- Dataset -

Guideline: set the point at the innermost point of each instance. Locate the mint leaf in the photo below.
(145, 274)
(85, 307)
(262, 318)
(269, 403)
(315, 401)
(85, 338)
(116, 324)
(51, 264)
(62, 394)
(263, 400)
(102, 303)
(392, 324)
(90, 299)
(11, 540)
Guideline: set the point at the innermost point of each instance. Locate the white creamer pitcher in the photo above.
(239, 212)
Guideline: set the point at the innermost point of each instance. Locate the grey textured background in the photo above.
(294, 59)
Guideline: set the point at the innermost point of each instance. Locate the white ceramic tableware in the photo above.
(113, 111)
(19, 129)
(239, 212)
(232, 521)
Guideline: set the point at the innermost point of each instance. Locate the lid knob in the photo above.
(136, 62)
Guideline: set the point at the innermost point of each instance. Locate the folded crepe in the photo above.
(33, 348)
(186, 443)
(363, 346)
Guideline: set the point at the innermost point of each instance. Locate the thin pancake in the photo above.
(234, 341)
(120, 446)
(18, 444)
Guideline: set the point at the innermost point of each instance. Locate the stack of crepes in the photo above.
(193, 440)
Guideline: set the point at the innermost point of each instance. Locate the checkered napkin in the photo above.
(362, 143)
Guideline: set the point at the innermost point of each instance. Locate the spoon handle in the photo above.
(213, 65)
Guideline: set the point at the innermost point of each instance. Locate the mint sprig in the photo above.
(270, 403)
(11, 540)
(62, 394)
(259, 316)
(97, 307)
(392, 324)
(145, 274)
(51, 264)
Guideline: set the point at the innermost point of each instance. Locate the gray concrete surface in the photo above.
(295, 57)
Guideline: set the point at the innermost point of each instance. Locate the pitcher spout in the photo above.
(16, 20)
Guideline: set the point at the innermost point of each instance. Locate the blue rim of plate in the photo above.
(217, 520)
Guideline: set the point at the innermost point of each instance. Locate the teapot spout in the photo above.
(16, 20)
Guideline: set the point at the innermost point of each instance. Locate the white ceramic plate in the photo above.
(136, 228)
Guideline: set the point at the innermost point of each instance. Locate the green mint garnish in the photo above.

- Task to complete -
Quote, word for word, every line starting at the one that contains "tableware in the photo above." and ending with the final line of the entries.

- Response -
Guideline: set the point at the innermost point of each instance. Locate the white ceramic tableware in the photo above.
(113, 111)
(19, 129)
(239, 212)
(232, 521)
Guideline: set the point at the innermost point of each instance. Locate the lid knob in the photo above.
(136, 62)
Guideline: set the point at the innermost point of each instance. Locate the folded crepe in the photo above.
(33, 348)
(186, 443)
(363, 346)
Guideline: set the point at the innermost point of each instance. Locate the thin pancake in the photo above.
(234, 341)
(120, 446)
(18, 444)
Guideline: set the point at the innermost point of each instance. Locate the stack of crepes in the photo above.
(193, 440)
Guideline: set the point at the innermost point of each instance. Locate the checkered napkin in the photo above.
(362, 143)
Guideline: set the point at the innermost point of each instance. Locate the spoon handle in the photo above.
(213, 65)
Guideline: set the point at the innermost point of each instance. Locate the mint sprig in the photo above.
(270, 403)
(11, 540)
(62, 394)
(259, 316)
(97, 307)
(392, 324)
(145, 274)
(51, 264)
Guideline: set the point at the innermost point of each instance. Locate the gray concrete surface in the photo above.
(295, 57)
Guideline: set the point at the innermost point of each instance. Locate the pitcher spout in the photo above.
(16, 20)
Guideline: set the point at the innermost point of each instance. Locate the blue rim of plate in the photo above.
(217, 520)
Guideline: set the point at the innermost point of each instance. Locate the teapot spout in the photo above.
(16, 20)
Guideline: set the point at the innermost point of each instance. Locate the white ceramic plate in the photo above.
(136, 228)
Guideline: set the point at the innermost point of each instance. Locate the green mint garnish in the photo above.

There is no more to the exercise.